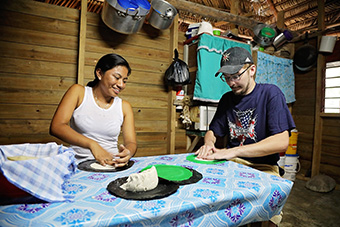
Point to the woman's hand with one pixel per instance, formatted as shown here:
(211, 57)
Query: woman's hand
(101, 155)
(205, 150)
(123, 157)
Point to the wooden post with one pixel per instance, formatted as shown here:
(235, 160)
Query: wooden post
(234, 9)
(172, 94)
(82, 39)
(317, 143)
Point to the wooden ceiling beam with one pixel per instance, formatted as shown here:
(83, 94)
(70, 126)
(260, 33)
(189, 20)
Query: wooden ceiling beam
(209, 12)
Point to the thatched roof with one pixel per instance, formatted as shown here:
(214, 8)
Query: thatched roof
(298, 16)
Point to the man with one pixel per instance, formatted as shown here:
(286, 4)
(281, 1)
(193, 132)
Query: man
(254, 117)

Work to do ▸
Can you retype all the rows above exactly as they appear, leaving out the pictures?

Task result ▸
Point to the woman's hand with one pixel per instance, formatted as shown here:
(211, 57)
Query: woman's hand
(101, 155)
(205, 150)
(123, 157)
Point to the wooden post with one pixel per instance, formatted as shown here:
(235, 160)
Query: wooden post
(234, 9)
(172, 94)
(82, 39)
(317, 143)
Point to the wooden ceiling beam with one pixel per instance, formatted as shown here:
(83, 94)
(70, 126)
(260, 33)
(189, 20)
Query: wooden ceiling beam
(209, 12)
Point to the thatched roof with one pixel per instance, formatted as shown here:
(214, 8)
Query: thatched roof
(298, 16)
Point to the man with one pixel per instance, formatted as shown here:
(286, 4)
(281, 1)
(193, 132)
Query: man
(254, 117)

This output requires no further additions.